* START Given data *

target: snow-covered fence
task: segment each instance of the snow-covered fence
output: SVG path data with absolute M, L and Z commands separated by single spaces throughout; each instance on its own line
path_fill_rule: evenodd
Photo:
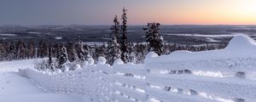
M 73 71 L 20 74 L 45 91 L 90 95 L 96 102 L 253 102 L 256 43 L 244 36 L 234 39 L 221 50 L 149 53 L 144 65 L 117 60 L 110 66 L 102 59 Z
M 145 102 L 144 65 L 124 65 L 119 60 L 115 63 L 110 66 L 101 62 L 67 72 L 20 69 L 19 73 L 46 92 L 90 95 L 96 102 Z

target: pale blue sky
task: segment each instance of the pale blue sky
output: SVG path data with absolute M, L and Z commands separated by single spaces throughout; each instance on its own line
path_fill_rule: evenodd
M 0 0 L 0 25 L 111 25 L 123 6 L 130 25 L 250 24 L 256 23 L 255 1 Z

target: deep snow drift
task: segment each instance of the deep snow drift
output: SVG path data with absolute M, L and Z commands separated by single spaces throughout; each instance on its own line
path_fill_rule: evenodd
M 84 102 L 80 96 L 45 93 L 18 74 L 37 60 L 0 62 L 0 102 Z

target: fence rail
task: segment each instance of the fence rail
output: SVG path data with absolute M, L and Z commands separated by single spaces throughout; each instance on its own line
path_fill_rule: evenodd
M 256 99 L 256 81 L 247 77 L 255 71 L 255 58 L 165 62 L 157 61 L 161 57 L 147 59 L 153 60 L 144 65 L 90 65 L 60 73 L 34 69 L 20 69 L 19 72 L 44 91 L 90 95 L 96 102 Z M 208 71 L 211 74 L 206 74 Z M 221 76 L 213 76 L 219 73 Z

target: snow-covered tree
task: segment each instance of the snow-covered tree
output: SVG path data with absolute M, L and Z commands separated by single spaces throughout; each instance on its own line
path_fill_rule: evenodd
M 48 54 L 49 54 L 49 60 L 48 60 L 48 64 L 49 64 L 49 67 L 50 70 L 54 70 L 54 62 L 53 62 L 53 59 L 52 59 L 52 48 L 50 47 L 50 45 L 49 46 L 48 48 Z
M 121 59 L 125 63 L 127 63 L 128 60 L 128 38 L 127 38 L 127 9 L 123 8 L 122 14 L 122 26 L 120 27 L 121 37 L 119 39 L 119 43 L 121 47 Z
M 58 59 L 59 67 L 62 67 L 63 64 L 68 61 L 67 49 L 65 47 L 61 48 L 61 55 Z
M 113 65 L 115 60 L 121 58 L 120 46 L 117 41 L 117 35 L 119 33 L 119 22 L 118 21 L 117 15 L 113 19 L 113 23 L 114 25 L 110 28 L 112 34 L 111 40 L 108 43 L 108 52 L 107 54 L 108 63 L 110 65 Z
M 148 23 L 147 28 L 143 28 L 143 30 L 146 32 L 146 42 L 149 44 L 149 51 L 161 55 L 164 51 L 164 44 L 163 37 L 159 34 L 160 26 L 160 23 Z

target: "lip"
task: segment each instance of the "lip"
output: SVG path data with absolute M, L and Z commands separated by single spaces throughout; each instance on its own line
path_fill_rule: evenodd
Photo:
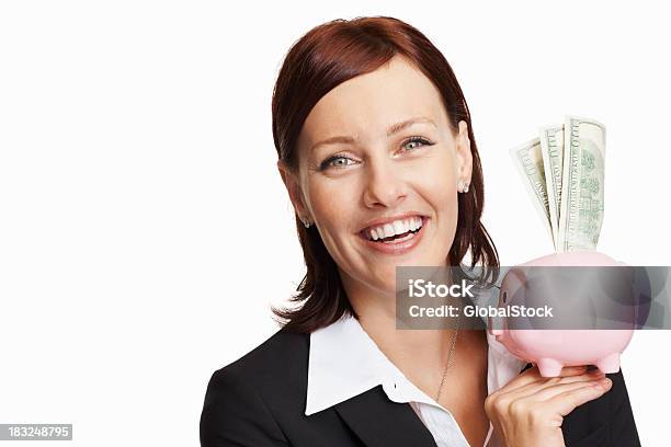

* END Given data *

■ Task
Can you reproduce all the records above word for word, leaving the pictures out?

■ Output for this task
target: snow-covered fence
task: segment each instance of the snow-covered fence
output: SVG path data with absolute M, L and Z commands separated by single spaces throughout; each instance on its own line
path_fill_rule: evenodd
Photo:
M 73 71 L 20 74 L 45 91 L 90 95 L 96 102 L 253 102 L 256 43 L 244 36 L 234 39 L 221 50 L 149 53 L 144 65 L 117 60 L 110 66 L 102 59 Z
M 145 102 L 144 65 L 124 65 L 119 60 L 115 63 L 110 66 L 101 62 L 67 72 L 20 69 L 19 73 L 46 92 L 90 95 L 96 102 Z

target: pale blue sky
task: segment each instance of the pale blue sky
output: SVG path data with absolute M, L and Z commands separated by single spaces throughout; each instance on its own line
path_fill_rule: evenodd
M 0 0 L 0 25 L 111 25 L 123 6 L 130 25 L 250 24 L 256 23 L 255 1 Z

target: deep snow drift
task: segment each instance of the deep snow drift
output: SVG path data with absolute M, L and Z commands separated by single spaces throughout; each instance on its own line
path_fill_rule: evenodd
M 84 102 L 80 96 L 45 93 L 18 74 L 37 60 L 0 62 L 0 102 Z

target: fence rail
task: segment each instance of the fence rail
output: SVG path data with absolute M, L and Z commands separated by single spaces throughout; each instance on its own line
path_fill_rule: evenodd
M 256 99 L 256 81 L 247 77 L 255 71 L 255 58 L 165 62 L 157 61 L 161 57 L 147 59 L 153 60 L 144 65 L 90 65 L 60 73 L 34 69 L 20 69 L 19 72 L 44 91 L 90 95 L 96 102 Z M 208 71 L 211 74 L 206 74 Z M 221 76 L 213 76 L 219 73 Z

target: snow-covered tree
task: segment each instance of the snow-covered tree
output: SVG path data with absolute M, L and Z commands separated by single spaces throughout; each instance on its own line
path_fill_rule: evenodd
M 48 54 L 49 54 L 49 60 L 48 60 L 48 64 L 49 64 L 49 67 L 50 70 L 54 70 L 54 62 L 53 62 L 53 59 L 52 59 L 52 48 L 50 47 L 50 45 L 49 46 L 48 48 Z
M 121 59 L 125 63 L 127 63 L 128 60 L 128 38 L 127 38 L 127 9 L 123 8 L 122 14 L 122 26 L 120 27 L 121 37 L 119 39 L 119 43 L 121 47 Z
M 58 59 L 59 67 L 62 67 L 63 64 L 68 61 L 67 49 L 65 47 L 61 48 L 61 55 Z
M 113 65 L 115 60 L 121 58 L 120 46 L 117 41 L 117 35 L 119 33 L 119 22 L 118 21 L 117 15 L 113 19 L 113 23 L 114 25 L 110 28 L 112 34 L 111 40 L 108 43 L 108 52 L 107 54 L 108 63 L 110 65 Z
M 148 23 L 147 28 L 143 28 L 143 30 L 146 32 L 146 42 L 149 44 L 149 51 L 161 55 L 164 51 L 164 44 L 163 37 L 159 34 L 160 26 L 160 23 Z

target: "lip"
task: segment each instance of the "lip"
output: SVG path data with absolute M, L and Z commands separated by single spaces throughout; each instance on its own line
path_fill_rule: evenodd
Photo:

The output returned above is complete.